*Direction*: Identify each line in the entries below that contains the string "long", and copy every such line in full.

*Data to process*:
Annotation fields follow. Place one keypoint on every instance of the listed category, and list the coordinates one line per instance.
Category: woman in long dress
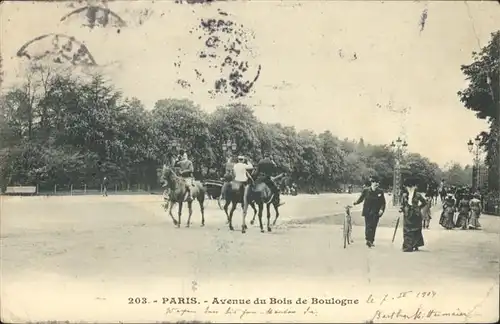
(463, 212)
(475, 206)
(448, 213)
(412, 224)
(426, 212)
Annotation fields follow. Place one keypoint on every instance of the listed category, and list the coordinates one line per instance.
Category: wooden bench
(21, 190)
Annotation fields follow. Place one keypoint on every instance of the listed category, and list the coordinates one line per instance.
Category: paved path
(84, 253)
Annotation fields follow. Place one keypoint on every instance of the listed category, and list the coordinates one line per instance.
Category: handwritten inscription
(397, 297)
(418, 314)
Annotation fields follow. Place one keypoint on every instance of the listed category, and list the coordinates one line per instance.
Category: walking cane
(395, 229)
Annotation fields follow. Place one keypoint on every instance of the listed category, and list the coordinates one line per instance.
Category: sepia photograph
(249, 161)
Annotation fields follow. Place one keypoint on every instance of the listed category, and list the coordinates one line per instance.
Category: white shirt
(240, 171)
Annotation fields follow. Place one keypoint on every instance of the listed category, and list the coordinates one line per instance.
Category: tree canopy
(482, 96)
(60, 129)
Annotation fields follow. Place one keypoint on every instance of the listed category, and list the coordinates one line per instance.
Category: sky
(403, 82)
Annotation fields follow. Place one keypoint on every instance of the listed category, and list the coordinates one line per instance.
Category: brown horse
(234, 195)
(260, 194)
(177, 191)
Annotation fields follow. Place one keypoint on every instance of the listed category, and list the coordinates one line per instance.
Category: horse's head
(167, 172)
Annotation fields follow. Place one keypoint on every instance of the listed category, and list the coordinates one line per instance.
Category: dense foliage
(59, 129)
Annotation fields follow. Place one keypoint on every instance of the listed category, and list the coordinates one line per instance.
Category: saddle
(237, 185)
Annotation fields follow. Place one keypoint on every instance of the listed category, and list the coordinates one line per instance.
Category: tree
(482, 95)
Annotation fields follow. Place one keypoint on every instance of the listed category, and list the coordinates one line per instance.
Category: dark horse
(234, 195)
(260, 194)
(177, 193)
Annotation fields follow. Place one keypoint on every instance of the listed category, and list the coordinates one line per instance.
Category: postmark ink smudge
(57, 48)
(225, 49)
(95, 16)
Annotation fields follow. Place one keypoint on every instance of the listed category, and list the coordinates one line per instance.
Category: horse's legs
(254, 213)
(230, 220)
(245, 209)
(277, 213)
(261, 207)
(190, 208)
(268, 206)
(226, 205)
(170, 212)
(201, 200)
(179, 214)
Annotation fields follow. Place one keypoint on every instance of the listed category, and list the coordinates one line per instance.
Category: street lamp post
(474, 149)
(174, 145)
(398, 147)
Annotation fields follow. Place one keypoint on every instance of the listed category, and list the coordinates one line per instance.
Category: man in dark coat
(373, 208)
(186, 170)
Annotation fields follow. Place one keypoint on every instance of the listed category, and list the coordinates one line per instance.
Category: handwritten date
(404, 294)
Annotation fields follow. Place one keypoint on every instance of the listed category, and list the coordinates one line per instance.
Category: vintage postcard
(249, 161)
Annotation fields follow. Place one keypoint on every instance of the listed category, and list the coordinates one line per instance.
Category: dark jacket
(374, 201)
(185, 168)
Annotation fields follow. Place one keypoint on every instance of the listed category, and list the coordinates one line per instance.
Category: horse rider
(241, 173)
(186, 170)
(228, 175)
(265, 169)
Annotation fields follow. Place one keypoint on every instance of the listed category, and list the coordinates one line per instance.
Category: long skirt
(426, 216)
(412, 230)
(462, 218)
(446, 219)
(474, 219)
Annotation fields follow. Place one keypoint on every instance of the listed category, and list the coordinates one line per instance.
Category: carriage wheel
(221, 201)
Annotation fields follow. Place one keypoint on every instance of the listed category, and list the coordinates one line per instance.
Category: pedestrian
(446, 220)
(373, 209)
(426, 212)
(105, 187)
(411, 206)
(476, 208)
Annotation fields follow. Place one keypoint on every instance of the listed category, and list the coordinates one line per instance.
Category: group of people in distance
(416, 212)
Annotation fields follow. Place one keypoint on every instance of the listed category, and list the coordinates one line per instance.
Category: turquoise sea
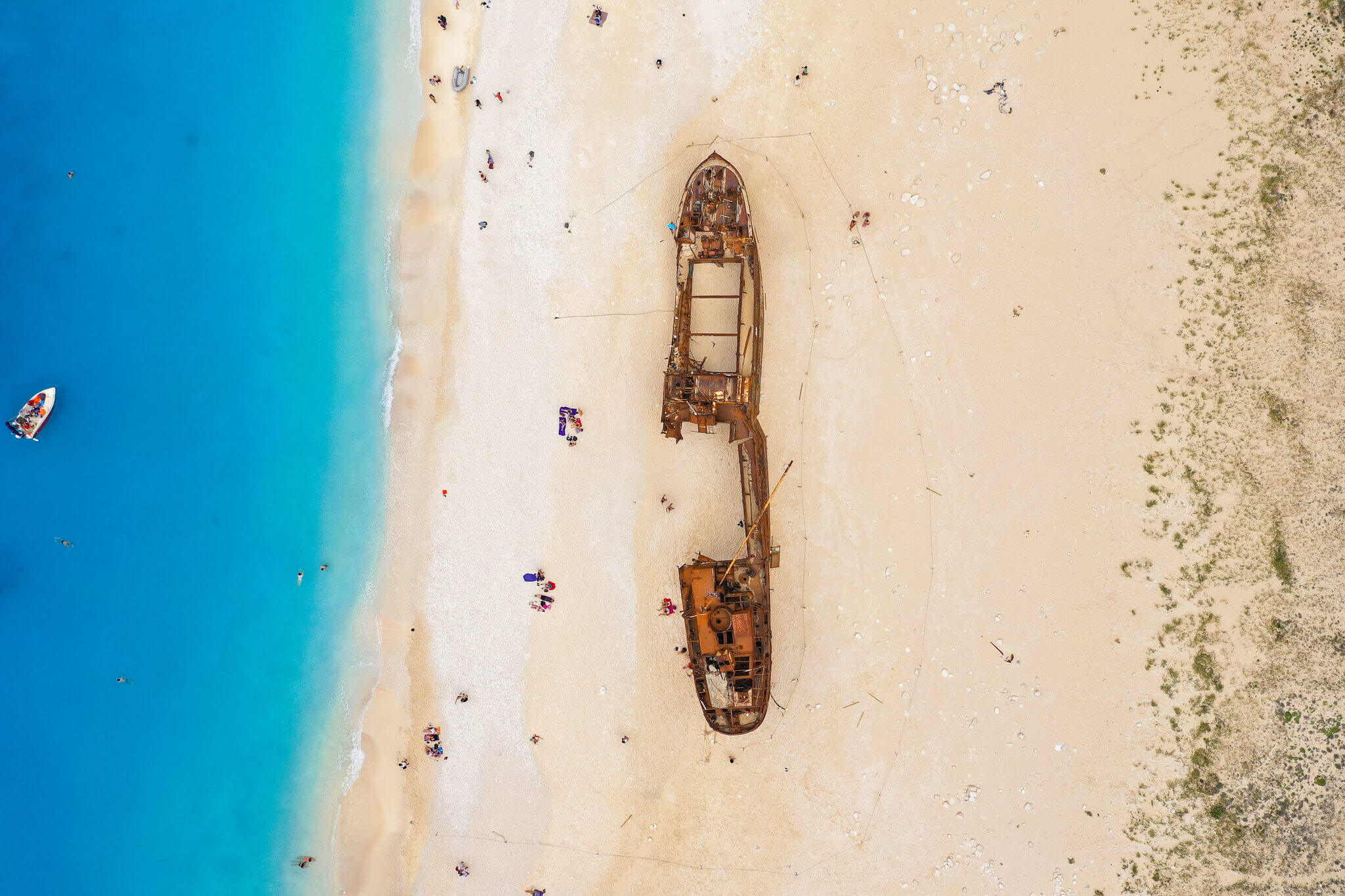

*Complete output*:
Category: woman in long dress
Category: long skirt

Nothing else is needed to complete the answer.